Identifying, naming and interoperating data in a Phenotyping platform network : the good, the bad and the ugly
Romain David, Jean-Eudes Hollebecq - MISTEA, INRA, Montpellier SupAgro, Université de Montpellier, Llorenç Cabrera-Bosquet - LEPSE, INRA, Montpellier SupAgro, Université de Montpellier, Hanna Ćwiek-Kupczyńska - Institute of Plant Genetics, Polish Academy of Sciences, François Tardieu - François Tardieu, LEPSE, INRA, Montpellier SupAgro, Université de Montpellier and Pascal Neveu - MISTEA, INRA, Montpellier SupAgro, Université de Montpellier
The EPPN2020 is a research project funded by Horizon 2020 Programme of the EU that will provide European public and private scientific sectors with access to a wide range of state-of-the-art plant phenotyping installations, techniques and methods. Specifically, EPPN2020 includes access to 31 plant phenotyping installations, and joint research activities to develop: novel technologies and methods for environmental and plant measurements.
Here we present the results of the discussions of the 2019 annual project meeting to adopt community-approved architectural choices. It focuses on persistent identification of data and real objects, the naming of variables and the priorities for increasing interoperability among phenotyping installations. We describe the main elements to prioritize (the good) in order to enhance Findable, Accessible, Interoperable and Reusable (FAIR) quality for each data management system with a pragmatic concern for all partners.

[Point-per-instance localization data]
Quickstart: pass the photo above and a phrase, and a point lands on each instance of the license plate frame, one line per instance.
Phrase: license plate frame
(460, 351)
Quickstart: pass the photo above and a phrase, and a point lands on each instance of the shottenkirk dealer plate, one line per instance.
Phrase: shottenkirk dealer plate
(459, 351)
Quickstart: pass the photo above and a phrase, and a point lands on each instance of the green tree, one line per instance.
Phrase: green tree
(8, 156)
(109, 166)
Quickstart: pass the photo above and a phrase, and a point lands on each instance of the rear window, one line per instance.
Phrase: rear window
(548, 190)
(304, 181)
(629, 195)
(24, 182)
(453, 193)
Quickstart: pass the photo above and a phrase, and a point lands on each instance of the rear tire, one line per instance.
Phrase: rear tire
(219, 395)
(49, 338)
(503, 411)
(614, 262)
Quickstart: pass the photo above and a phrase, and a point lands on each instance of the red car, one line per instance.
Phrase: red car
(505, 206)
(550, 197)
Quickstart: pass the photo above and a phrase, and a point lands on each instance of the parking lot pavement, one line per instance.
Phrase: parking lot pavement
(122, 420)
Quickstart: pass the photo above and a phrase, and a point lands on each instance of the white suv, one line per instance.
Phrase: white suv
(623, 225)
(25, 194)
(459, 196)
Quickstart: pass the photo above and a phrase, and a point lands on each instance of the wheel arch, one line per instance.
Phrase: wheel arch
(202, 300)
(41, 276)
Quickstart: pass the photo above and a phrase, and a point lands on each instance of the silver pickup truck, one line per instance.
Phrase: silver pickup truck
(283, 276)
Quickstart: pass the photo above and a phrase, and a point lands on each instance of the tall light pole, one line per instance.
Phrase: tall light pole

### Exercise tasks
**a.** According to the EPPN2020 abstract, how many plant phenotyping installations does the project give access to?
**b.** Do the following statements agree with the EPPN2020 abstract? Answer yes or no for each, quoting the words that decide it. (i) EPPN2020 is funded by the Horizon 2020 Programme of the EU. (ii) The discussions reported took place at the 2018 annual project meeting. (iii) The elements to prioritize are labeled "the bad."
**c.** Carry on the EPPN2020 abstract on phenotyping data, starting after its last sentence.

### Responses by item number
**a.** 31

**b.**
(i) Yes: "funded by Horizon 2020 Programme of the EU"
(ii) No: "the 2019 annual project meeting"
(iii) No: "the main elements to prioritize (the good)"

**c.**
The plant phenotyping community gathers different actors with various means and practices. Among all the recommendations (including the bad: avoiding bad practices), the community requests identification methods (including the use of ontologies) compatible with the ‘local’ pre-existing ones.
The identification scheme being adopted is based on Uniform Resource Identifiers (URIs) with independant left and right parts for each identifier. It focuses on the associated objects and variables common to all EPPN2020 members, namely the experimental units (which can be a plant in a pot or a plot), sensors and variables. A common architecture for identifiers and variable names is presented in order to enable a first level of interoperation between information systems.
In conclusion, we present some of the next challenges (the ugly) that need to be addressed by the EPPN2020 community related with i) the partial reuse of pre-existing ontologies, ii) the persistence of long-term access to data iii) interoperation between all potential users of the phenotyping data.